• **任务说明 1**
把下面记录里带有“flying”这个词的行全部挑出来，一行不改地抄下来。大小写要分清。

• **给定文字**
↓
# 三种调参方式学习
机器模型调参方法：
- 人工手动调参数：费时费力，枯燥无聊
- 网格/随机搜索：网格搜索是地雷式的搜索，一个不落；随机搜索是使用了抽样思维，提高搜索效率。
- 贝叶斯搜索：也可以叫做基于知识的搜索，考虑了历史调参信息，进一步提高搜索效率。（但在高纬参数空间下，贝叶斯优化复杂度较高，效果会近似随机搜索）。

# 网格/随机搜索

In [5]:
import time
import numpy as np
from sklearn.model_selection import GridSearchCV
from sklearn.model_selection import RandomizedSearchCV
from sklearn.ensemble import RandomForestClassifier
from sklearn.datasets import load_iris

# 加载模型数据
iris = load_iris()
x = iris.data
y = iris.target

# 选择模型
model = RandomForestClassifier()
# 参数搜索空间
param_grid = {
    "max_depth": np.arange(1, 20, 1),
    "n_estimators": np.arange(1, 50, 10),
    "max_leaf_nodes": np.arange(2,100,10)
↑
• **本题记录**
↓
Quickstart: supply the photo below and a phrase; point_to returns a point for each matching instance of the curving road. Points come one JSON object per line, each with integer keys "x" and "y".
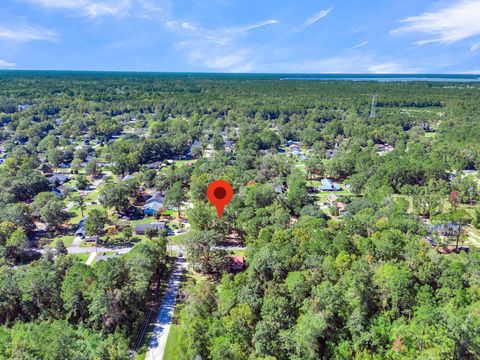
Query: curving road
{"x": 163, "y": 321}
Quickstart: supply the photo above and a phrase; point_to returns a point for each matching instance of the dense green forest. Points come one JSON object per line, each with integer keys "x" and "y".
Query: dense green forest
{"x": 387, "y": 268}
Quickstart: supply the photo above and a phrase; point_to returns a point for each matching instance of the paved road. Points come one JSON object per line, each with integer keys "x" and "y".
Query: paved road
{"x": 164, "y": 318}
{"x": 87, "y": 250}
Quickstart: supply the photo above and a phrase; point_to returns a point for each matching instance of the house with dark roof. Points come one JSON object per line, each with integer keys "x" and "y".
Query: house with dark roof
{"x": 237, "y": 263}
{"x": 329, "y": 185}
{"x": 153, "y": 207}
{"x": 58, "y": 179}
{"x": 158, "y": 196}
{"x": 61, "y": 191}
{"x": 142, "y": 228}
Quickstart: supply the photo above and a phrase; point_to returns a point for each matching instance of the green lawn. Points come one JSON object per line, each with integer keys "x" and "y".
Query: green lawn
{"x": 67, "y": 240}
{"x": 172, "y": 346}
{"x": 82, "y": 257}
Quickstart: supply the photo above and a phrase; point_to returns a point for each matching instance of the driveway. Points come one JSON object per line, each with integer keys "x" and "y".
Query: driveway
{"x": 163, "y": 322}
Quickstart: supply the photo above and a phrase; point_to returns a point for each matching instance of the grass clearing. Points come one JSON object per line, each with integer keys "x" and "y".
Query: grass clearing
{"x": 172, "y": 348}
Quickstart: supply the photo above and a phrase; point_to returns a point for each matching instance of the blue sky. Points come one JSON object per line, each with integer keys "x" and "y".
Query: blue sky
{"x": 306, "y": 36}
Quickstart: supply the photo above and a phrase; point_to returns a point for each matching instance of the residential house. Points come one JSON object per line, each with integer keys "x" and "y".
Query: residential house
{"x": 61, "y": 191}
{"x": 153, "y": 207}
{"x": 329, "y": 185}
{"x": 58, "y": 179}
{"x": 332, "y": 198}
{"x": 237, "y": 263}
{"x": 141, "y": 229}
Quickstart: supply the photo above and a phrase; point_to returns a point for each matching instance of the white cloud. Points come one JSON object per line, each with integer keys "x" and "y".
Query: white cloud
↑
↓
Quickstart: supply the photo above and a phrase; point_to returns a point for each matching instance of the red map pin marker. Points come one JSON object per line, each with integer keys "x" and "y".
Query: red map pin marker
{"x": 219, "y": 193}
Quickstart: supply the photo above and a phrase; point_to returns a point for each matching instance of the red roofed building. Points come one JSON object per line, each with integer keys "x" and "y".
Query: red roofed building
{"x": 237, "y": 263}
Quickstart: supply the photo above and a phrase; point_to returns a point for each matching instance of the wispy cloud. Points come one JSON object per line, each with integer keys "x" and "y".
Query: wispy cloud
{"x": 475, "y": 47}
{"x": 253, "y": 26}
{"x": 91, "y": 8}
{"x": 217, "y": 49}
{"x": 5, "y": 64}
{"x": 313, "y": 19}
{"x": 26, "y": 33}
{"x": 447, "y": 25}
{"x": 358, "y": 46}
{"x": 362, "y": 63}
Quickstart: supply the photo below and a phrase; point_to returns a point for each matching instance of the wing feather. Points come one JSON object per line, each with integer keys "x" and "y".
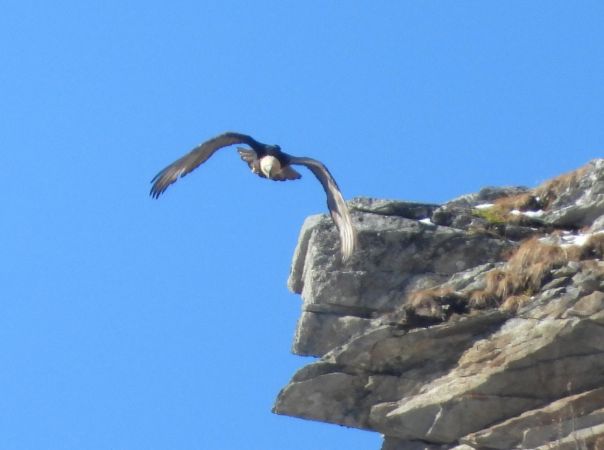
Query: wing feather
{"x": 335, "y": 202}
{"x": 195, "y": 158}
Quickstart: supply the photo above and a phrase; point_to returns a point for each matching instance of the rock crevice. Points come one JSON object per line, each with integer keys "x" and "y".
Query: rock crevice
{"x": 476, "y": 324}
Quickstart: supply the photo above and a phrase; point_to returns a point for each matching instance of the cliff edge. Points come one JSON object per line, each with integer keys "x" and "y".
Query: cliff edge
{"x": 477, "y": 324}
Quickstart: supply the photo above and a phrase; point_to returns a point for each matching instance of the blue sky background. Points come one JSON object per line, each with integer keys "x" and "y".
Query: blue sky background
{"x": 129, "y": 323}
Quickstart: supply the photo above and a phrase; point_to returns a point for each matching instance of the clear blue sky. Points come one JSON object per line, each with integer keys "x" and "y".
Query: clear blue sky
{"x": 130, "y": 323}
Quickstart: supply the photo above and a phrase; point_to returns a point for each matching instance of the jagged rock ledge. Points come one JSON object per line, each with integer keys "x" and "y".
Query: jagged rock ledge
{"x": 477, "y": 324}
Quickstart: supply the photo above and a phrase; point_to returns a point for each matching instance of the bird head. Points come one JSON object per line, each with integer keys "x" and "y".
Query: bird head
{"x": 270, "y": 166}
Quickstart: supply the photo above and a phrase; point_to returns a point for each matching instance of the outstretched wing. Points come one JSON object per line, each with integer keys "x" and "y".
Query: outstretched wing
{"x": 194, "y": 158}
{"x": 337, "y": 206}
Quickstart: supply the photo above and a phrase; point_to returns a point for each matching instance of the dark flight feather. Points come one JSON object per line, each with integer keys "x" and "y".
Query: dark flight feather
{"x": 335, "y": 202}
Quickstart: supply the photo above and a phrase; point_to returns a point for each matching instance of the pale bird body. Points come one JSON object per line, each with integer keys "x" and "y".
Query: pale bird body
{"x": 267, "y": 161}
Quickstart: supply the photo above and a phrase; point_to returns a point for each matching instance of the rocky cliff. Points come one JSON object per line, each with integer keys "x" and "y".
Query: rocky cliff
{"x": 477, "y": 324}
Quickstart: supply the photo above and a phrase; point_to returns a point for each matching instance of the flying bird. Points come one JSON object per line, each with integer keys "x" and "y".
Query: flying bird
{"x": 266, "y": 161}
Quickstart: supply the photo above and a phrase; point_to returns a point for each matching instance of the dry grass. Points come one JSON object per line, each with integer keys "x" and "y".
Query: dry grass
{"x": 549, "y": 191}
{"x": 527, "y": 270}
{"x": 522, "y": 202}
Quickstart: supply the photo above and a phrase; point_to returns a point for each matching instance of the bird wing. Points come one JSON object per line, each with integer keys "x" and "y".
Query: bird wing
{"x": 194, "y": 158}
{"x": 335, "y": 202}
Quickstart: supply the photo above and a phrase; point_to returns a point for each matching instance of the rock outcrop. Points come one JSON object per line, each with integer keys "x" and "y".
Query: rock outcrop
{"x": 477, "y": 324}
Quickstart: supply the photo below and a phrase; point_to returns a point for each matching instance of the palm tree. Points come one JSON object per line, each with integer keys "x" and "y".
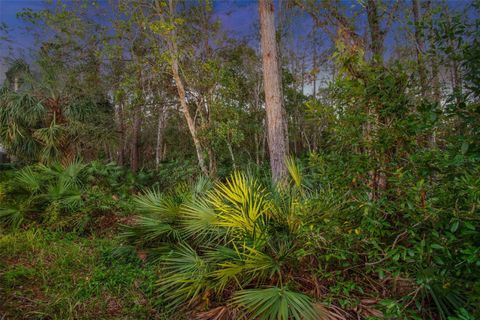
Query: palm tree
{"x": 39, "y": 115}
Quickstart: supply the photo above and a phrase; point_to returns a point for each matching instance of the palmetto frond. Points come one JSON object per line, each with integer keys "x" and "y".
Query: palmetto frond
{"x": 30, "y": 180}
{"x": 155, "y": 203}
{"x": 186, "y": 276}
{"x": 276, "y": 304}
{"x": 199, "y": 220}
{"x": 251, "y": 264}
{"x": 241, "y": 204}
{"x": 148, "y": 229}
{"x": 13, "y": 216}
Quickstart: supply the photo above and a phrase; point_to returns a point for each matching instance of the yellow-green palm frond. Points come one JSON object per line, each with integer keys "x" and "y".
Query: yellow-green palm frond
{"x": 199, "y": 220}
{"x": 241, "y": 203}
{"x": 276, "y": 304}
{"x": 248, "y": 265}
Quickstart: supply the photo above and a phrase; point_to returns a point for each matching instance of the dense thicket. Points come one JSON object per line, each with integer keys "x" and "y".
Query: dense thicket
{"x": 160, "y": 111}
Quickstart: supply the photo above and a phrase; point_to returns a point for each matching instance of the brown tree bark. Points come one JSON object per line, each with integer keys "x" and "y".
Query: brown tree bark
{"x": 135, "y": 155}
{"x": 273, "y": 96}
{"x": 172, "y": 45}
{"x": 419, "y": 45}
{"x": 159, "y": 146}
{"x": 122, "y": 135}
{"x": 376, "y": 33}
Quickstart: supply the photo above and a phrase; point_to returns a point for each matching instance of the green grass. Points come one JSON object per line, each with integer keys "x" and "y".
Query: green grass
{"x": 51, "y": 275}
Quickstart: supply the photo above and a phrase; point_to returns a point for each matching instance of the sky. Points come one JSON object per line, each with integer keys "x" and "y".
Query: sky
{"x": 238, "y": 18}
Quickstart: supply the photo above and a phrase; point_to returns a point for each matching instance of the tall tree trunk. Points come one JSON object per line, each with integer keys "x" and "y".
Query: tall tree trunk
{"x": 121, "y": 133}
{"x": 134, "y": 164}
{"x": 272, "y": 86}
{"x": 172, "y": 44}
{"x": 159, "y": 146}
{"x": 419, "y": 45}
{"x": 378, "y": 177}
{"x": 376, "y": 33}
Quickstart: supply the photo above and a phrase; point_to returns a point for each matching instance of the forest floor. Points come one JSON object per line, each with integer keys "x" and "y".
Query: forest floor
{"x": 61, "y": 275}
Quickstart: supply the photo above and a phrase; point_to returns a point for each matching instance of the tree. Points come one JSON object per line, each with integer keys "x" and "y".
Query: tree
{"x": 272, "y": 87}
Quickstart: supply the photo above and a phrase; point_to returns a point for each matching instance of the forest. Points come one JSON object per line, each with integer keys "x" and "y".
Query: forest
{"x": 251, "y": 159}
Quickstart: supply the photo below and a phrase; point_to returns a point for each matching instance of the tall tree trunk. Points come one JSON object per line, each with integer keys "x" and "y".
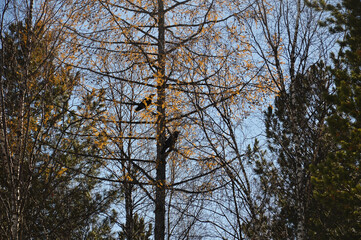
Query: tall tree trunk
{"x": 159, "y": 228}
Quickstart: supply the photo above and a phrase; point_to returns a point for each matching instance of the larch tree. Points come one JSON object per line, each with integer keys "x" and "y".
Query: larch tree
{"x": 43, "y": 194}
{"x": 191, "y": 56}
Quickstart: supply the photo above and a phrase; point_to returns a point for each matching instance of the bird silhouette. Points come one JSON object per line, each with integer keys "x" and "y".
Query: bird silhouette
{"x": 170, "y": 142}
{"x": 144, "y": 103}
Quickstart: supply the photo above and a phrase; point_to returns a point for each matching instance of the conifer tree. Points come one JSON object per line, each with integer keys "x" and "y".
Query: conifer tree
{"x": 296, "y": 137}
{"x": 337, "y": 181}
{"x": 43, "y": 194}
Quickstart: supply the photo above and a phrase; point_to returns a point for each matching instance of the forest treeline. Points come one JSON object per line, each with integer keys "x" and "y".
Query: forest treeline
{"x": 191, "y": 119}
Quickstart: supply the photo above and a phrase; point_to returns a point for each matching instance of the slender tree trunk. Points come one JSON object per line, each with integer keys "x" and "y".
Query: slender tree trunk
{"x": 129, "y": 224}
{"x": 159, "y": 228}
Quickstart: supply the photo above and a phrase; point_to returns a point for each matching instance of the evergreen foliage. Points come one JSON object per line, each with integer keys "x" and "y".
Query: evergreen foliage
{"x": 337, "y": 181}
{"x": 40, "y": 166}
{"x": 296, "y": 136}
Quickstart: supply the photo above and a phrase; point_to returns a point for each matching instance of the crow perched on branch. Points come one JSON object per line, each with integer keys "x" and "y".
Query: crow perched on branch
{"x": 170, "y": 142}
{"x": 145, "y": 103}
↑
• **任务说明 2**
把上面讲调参的文字从“- 贝叶斯搜索：也可以叫做基”开始、到“iris = load_iris()”结束的这一段重抄一遍，里面的“贝叶斯”都改成“贝氏”。

• **正确答案 1**
Quickstart: supply the photo above and a phrase; point_to returns a point for each matching instance of the flying bird. Points come one JSON object per line, each with integer keys "x" and "y".
Query: flying bird

• **正确答案 2**
- 贝氏搜索：也可以叫做基于知识的搜索，考虑了历史调参信息，进一步提高搜索效率。（但在高纬参数空间下，贝氏优化复杂度较高，效果会近似随机搜索）。

# 网格/随机搜索

In [5]:
import time
import numpy as np
from sklearn.model_selection import GridSearchCV
from sklearn.model_selection import RandomizedSearchCV
from sklearn.ensemble import RandomForestClassifier
from sklearn.datasets import load_iris

# 加载模型数据
iris = load_iris()